-- Records supplied start --

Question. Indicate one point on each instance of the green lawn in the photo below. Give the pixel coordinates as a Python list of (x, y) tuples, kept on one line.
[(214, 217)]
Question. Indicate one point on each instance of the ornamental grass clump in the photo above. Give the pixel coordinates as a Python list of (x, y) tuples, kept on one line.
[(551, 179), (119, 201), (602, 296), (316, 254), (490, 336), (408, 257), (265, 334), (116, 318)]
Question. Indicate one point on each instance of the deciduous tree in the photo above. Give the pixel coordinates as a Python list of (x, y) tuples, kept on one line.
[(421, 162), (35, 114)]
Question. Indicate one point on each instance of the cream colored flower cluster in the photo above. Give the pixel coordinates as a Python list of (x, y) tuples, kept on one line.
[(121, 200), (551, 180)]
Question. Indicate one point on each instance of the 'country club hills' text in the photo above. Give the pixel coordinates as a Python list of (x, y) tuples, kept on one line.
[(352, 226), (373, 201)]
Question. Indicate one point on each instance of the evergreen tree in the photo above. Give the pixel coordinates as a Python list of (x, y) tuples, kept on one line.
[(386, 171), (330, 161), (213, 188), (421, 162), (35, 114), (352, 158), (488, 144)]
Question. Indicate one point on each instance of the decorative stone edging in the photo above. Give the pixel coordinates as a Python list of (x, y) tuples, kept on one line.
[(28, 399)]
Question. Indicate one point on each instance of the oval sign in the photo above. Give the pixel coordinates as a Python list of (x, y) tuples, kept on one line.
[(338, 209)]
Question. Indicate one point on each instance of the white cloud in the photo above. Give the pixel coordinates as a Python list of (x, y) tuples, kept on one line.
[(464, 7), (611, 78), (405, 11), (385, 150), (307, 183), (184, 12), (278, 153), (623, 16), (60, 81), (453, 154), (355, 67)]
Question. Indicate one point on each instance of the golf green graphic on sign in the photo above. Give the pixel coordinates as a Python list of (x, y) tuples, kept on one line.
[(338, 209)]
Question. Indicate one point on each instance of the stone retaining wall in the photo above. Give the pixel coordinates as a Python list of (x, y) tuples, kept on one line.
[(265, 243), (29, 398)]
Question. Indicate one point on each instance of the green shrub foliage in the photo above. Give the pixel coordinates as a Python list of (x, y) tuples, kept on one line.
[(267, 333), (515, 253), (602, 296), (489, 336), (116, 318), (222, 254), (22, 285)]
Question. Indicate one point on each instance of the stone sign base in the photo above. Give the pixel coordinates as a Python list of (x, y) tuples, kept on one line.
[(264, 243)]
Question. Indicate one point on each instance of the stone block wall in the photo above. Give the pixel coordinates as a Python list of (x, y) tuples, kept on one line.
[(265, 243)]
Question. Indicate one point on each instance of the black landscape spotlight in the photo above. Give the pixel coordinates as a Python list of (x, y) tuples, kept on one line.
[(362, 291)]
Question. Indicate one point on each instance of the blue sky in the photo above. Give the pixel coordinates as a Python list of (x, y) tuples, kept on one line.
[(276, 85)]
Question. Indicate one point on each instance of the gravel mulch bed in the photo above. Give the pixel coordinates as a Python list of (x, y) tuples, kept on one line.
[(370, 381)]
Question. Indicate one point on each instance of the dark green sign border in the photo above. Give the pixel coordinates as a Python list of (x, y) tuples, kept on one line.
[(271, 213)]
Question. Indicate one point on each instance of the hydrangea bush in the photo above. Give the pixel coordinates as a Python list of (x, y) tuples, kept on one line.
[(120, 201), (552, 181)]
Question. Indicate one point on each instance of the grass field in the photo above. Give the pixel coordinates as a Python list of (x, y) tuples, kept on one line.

-- Records supplied end --

◆ **Problem details**:
Repeat every entry above word for word, in the same order, with each entry on its own line.

◆ **Answer to the task**:
Question. Indicate one point on each instance of the green lawn in the photo below. Give the pixel coordinates as a Python list of (x, y) tuples, kept on one line.
[(214, 217)]
Question. Indicate one point on each instance of the ornamental grass clump in the photo above. Give the pixel coordinates as a Python list of (x, y) tuples, kept on one line.
[(551, 179), (119, 201), (602, 296), (316, 254), (490, 336), (408, 257), (265, 334), (116, 318)]
Question. Indicate one point on each instance of the deciduous tree in the photo above. Give the pixel coordinates as a Python list of (x, y) tuples, kept on one line.
[(421, 162), (35, 114)]
Question. Indicate one point on each instance of the cream colored flower cluster in the photo above. Give the pixel coordinates as a Python list of (x, y) tuples, kept on one line.
[(121, 200), (551, 180)]
Question. Indicate one point on each instance of the 'country club hills' text in the photo above. Give the pixel coordinates as a Python list of (x, y) tuples, kept on one line.
[(352, 226), (373, 201)]
Question. Indicate one point on each instance of the evergreen tree in the photo above. Give the pixel coordinates as a Python list of (x, y) tuples, kept on one line.
[(386, 171), (330, 161), (213, 188), (421, 162), (35, 114), (352, 158), (488, 144)]
Question. Indicate one point on each instance of the decorative stone edging in the photo above. Give the pixel coordinates as a Python list of (x, y) tuples, kept on one line.
[(28, 399)]
Question. Indicate one point on each instance of the oval sign in the photo above. Give the pixel coordinates as a Python list of (x, y) tuples, kept on one line.
[(338, 209)]
Question. Indicate one point on each instance of the white cloud in the photo above. Give the pixel coordinates as a Python list of (x, y) tuples, kept on one line.
[(464, 7), (611, 78), (405, 11), (385, 150), (307, 183), (184, 12), (278, 153), (623, 16), (60, 81), (453, 154), (355, 67)]
Question. Indicate one point on each instance of the golf green graphic on sign in the photo above. Give the pixel coordinates as a Python list of (x, y) tuples, kept on one line.
[(338, 209)]
Question. Indicate one point on each instance of the stone retaining wall in the photo above. Give the pixel coordinates as a Python list of (x, y) tuples, kept on one line.
[(265, 243), (29, 398)]
Question. Indicate one point on each instance of the green shrub foliage in the photo above. Give the pixel coordinates as a Python list of (x, y) tuples, kept on one line.
[(267, 333), (515, 253), (602, 296), (489, 336), (116, 318), (222, 254), (22, 285)]
Question. Indicate one point on each instance of the stone sign base in the photo above. Give the pixel coordinates as a Python list of (x, y) tuples, kept on one line.
[(264, 243)]
Question. Indicate one point on each instance of the stone block wall in the photo above. Give the pixel coordinates as a Python list of (x, y) tuples, kept on one line.
[(265, 243)]
Question. Indicate one point on each instance of the black landscape spotlight in the photo above. Give the pixel coordinates as a Python list of (x, y) tuples, kept on one line.
[(362, 291)]
Question. Indicate one point on each instance of the blue sky in the photo above. Give the pixel coordinates as a Python list of (x, y) tuples, kept on one line.
[(276, 85)]
Question. Indicate one point on each instance of the gravel mulch bed in the photo above. Give the pixel coordinates as a Python list of (x, y) tuples, kept on one line.
[(370, 381)]
Question. Indicate one point on each instance of the dark green sign border in the photo above. Give the pixel coordinates as a Python list of (x, y) tuples, kept on one line.
[(271, 213)]
Question. Indicate one point on each instance of the hydrangea bush in the photo above. Give the pixel coordinates as a Python list of (x, y) tuples, kept on one line.
[(120, 201), (552, 181)]
Question. Indicate one point on each instance of the grass field in the photo above. Give the pixel coordinates as a Python list of (x, y) tuples, kept on one line.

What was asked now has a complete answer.